**ACTIVITY**
Each record that follows should be reproduced in full, character for character.

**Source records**
━━━━
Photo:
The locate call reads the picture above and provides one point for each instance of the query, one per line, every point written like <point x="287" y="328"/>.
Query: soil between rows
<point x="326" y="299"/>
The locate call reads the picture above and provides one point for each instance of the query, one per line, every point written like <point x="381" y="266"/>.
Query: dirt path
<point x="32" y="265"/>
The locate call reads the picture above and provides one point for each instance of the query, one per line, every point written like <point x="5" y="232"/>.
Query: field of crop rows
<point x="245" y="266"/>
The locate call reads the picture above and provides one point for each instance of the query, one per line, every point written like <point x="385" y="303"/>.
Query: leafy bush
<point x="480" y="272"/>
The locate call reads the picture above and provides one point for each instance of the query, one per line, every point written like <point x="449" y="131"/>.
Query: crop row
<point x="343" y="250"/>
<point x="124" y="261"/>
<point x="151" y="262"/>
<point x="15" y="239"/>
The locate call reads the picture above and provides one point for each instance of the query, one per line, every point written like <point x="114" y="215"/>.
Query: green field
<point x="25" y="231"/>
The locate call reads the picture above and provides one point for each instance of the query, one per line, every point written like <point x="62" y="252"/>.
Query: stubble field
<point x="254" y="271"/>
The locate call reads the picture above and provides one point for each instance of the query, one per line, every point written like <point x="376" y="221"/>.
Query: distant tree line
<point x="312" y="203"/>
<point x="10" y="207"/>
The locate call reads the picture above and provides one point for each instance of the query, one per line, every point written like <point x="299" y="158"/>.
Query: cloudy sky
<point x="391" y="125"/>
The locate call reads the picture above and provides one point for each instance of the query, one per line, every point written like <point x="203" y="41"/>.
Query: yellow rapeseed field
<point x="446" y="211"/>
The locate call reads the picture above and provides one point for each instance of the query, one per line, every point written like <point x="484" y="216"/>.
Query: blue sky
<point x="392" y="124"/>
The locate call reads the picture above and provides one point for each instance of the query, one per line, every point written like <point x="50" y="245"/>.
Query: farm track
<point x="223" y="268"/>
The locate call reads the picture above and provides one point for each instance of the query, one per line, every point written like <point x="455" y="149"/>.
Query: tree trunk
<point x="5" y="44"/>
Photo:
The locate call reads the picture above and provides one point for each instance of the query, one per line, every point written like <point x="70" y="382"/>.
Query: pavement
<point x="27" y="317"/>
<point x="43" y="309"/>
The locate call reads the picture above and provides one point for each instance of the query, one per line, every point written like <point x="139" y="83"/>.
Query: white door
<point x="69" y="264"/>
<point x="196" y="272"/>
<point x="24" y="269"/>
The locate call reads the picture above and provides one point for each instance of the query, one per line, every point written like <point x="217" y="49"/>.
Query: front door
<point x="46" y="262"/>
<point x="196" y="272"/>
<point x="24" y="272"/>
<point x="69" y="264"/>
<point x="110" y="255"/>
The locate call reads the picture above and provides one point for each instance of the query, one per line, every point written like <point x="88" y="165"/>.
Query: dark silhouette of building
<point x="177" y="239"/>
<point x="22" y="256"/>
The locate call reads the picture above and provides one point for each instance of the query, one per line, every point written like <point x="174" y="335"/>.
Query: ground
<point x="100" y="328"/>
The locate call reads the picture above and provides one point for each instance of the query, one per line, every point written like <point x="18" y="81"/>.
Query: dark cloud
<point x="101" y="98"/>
━━━━
**SOLUTION FOR THIS PROBLEM**
Photo:
The locate call reads the picture above and provides one point for each instance of the query, one per line, every point written like <point x="287" y="328"/>.
Query: soil between rows
<point x="326" y="299"/>
The locate call reads the picture above and provides one point for each instance of the query, one per line, every point written like <point x="381" y="266"/>.
Query: dirt path
<point x="32" y="265"/>
The locate call reads the picture above and provides one point for each instance of the query, one per line, every point written like <point x="5" y="232"/>.
Query: field of crop rows
<point x="245" y="266"/>
The locate call reads the picture above and provides one point for each instance of the query, one per line, every point written like <point x="385" y="303"/>.
Query: leafy bush
<point x="480" y="272"/>
The locate call reads the picture above and provides one point for each instance of the query, one per line, every point written like <point x="449" y="131"/>.
Query: crop row
<point x="343" y="250"/>
<point x="124" y="261"/>
<point x="151" y="262"/>
<point x="15" y="239"/>
The locate call reads the picture above and provides one point for each instance of the query, one per line, every point written like <point x="114" y="215"/>.
Query: green field
<point x="25" y="231"/>
The locate call reads the picture above and provides one point for each instance of the query, one per line, every point written like <point x="62" y="252"/>.
Query: stubble field
<point x="254" y="271"/>
The locate call reads the picture above and provides one point for each instance of the query, one per line, every point written like <point x="376" y="221"/>.
Query: distant tree line
<point x="312" y="203"/>
<point x="10" y="207"/>
The locate call reads the picture above and provides one point for each instance of the query, one per line, every point written like <point x="299" y="158"/>.
Query: cloudy sky
<point x="391" y="125"/>
The locate call reads the picture above and provides one point for each instance of the query, one per line, every point written like <point x="203" y="41"/>.
Query: yellow rapeseed field
<point x="446" y="211"/>
The locate call reads the picture above and provides one point for each instance of the query, one per line, every point written like <point x="484" y="216"/>.
Query: blue sky
<point x="392" y="124"/>
The locate call reads the picture above and provides one point for each instance of the query, one per line, every point written like <point x="50" y="245"/>.
Query: farm track
<point x="223" y="268"/>
The locate call reads the picture above and provides one point for each instance of the query, one per line, every point written like <point x="455" y="149"/>.
Query: tree trunk
<point x="5" y="44"/>
Photo:
The locate call reads the picture above and provides one point for each instance of the query, one per line, every point written like <point x="70" y="382"/>.
Query: pavement
<point x="27" y="317"/>
<point x="43" y="309"/>
The locate call reads the picture above and provides one point for each instance of the query, one per line, every point written like <point x="139" y="83"/>.
Query: white door
<point x="69" y="264"/>
<point x="196" y="272"/>
<point x="24" y="269"/>
The locate call reads the picture above and provides one point for each instance of the query, one per line, every point written like <point x="217" y="49"/>.
Query: front door
<point x="46" y="262"/>
<point x="196" y="272"/>
<point x="24" y="272"/>
<point x="69" y="264"/>
<point x="110" y="255"/>
The locate call reads the picture above and provides one point for each instance of the query, one per line, every point written like <point x="88" y="165"/>.
Query: dark silhouette of building
<point x="177" y="239"/>
<point x="22" y="256"/>
The locate call reads the picture above and provides one point for each instance of the query, one per line, every point written like <point x="174" y="335"/>.
Query: ground
<point x="100" y="328"/>
The locate call reads the picture above and provides one point for each instance of the query, one per line, every point written like <point x="18" y="81"/>.
Query: dark cloud
<point x="101" y="98"/>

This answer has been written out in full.